Women's Sprints

Outside magazine, August 1996

Women's Sprints

Here comes Gwen Torrence, America's fastest loose cannon
By Mark Jannot

Gwen Torrence promises to be among the most hyped athletes of the Atlanta Games: a hometown girl who returns to accolades and--a good bet--Olympic gold in the 100- and 200-meter sprints and the 4x100 relay. While Torrence's home-field dominance should be amply showcased, the requisite video vignettes on the sometimes prickly sprinter probably won't include any montages of Torrence basking in the goodwill of her rivals.

"The hundred meters is so explosive, and you're competing against someone right next to you," explains American sprinter Carlette Guidry-White. "There's no room for being friendly." Over the last half-decade, Torrence and her main rival, Jamaica's Merlene Ottey, 36, have made that truism the foundation of their personal war. After the five-runner photo finish in Barcelona's 100-meter finals, in which Gail Devers beat the field by a nose, leaving Torrence fourth, the 31-year-old Atlanta native infamously claimed--without naming names--that three of her competitors were on performance-enhancing drugs. After being edged out by Ottey in the 200 at the 1993 world championships, a petulant Torrence skipped the postrace press conference. Then she slaughtered the field in the 200 at the 1995 worlds but was disqualified for stepping out of her lane. This time Ottey did the spouting off, calling Torrence a cheater. "Gwen says what she thinks," says Glen McMicken of USA Track & Field. "She has no sense of tact. Ottey is the same way, but in a sneakier fashion. She waits for an ambush situation."

▸ **Actions to take**:
1 – Could you duplicate the part of the Gwen Torrence article that opens with the words containing "Here comes Gwen" and closes with "of her rivals."?
2 – Can you pick up the Gwen Torrence article after its final sentence and keep writing it?

[Stored data entries]
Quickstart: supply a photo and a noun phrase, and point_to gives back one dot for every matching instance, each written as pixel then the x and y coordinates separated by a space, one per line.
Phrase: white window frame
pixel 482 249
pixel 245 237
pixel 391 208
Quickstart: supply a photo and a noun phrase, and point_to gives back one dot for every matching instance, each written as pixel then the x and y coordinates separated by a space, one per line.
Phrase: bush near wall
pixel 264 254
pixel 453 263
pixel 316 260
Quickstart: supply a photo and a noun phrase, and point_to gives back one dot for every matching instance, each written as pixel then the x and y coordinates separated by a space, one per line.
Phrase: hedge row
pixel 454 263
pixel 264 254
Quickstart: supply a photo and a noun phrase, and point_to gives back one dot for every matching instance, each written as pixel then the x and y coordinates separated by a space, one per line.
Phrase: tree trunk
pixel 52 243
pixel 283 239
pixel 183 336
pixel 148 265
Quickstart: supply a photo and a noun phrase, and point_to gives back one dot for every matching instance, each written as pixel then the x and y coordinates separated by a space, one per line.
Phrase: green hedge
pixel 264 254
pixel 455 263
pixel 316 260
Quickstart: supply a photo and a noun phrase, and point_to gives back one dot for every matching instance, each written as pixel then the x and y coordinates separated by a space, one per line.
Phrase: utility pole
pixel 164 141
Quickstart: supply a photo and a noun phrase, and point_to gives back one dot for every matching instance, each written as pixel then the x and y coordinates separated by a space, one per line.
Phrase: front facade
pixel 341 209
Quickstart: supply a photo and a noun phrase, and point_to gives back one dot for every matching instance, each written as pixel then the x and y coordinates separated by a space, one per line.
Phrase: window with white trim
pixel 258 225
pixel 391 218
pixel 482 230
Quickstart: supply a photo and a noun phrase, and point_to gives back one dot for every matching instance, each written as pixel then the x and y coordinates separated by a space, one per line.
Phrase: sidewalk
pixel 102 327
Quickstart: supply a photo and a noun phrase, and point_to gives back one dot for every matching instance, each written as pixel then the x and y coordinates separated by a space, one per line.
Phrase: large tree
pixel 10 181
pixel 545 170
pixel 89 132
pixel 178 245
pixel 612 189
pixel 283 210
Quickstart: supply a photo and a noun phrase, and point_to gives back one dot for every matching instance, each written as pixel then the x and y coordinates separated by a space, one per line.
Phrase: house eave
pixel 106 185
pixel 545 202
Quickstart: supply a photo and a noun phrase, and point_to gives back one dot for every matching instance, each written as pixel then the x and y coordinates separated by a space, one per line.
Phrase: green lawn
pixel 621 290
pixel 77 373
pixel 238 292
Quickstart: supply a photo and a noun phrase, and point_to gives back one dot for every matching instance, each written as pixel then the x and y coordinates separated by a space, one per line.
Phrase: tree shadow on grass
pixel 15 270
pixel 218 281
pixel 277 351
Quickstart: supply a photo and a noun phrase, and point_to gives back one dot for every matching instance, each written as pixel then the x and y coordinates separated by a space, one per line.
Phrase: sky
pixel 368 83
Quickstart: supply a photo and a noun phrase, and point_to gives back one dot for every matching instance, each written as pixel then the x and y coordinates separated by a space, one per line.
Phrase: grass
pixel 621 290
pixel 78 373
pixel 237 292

▸ **Answers to the problems**:
1 –
Here comes Gwen Torrence, America's fastest loose cannon
By Mark Jannot

Gwen Torrence promises to be among the most hyped athletes of the Atlanta Games: a hometown girl who returns to accolades and--a good bet--Olympic gold in the 100- and 200-meter sprints and the 4x100 relay. While Torrence's home-field dominance should be amply showcased, the requisite video vignettes on the sometimes prickly sprinter probably won't include any montages of Torrence basking in the goodwill of her rivals.

2 –
If anybody's going to get ambushed on the track in Atlanta, though, it's Ottey. "Right now there's no one that can touch Torrence," McMicken says. Some see Devers as Torrence's main competition, but the two-time gold medalist has torn her right hamstring four times since Barcelona and ran horribly at the Atlanta Grand Prix in May. Torrence, in contrast, flew to victory in 10.85 seconds, fastest in the world this year. If Devers can't improve, look for Guidry-White, Ottey, and Russia's Irina Privalova to compete for the silver and bronze in both the 100 and 200.

Before the Grand Prix, Devers was slotted as the favorite in the 100-meter hurdles, redeeming the fall she took in '92 when she clipped the last hurdle while leading the Olympic final. But if the tune-up race was any indication, look for Dionne Rose and Michelle Freeman of Jamaica and American Cheryl Dickey to challenge in a slow race.

In the 400 meters, Marie-Jose Perec of France is considered a lock, with Australia's Cathy Freeman taking silver and the Bahamas' Pauline Davis battling Fatima Yusuf of Nigeria for the bronze. But Americans should dominate the 400-meter hurdles, where Kim Batten and Tonja Buford-Bailey both broke the world record in last year's world championships, with Batten edging Buford-Bailey by a hundredth of a second.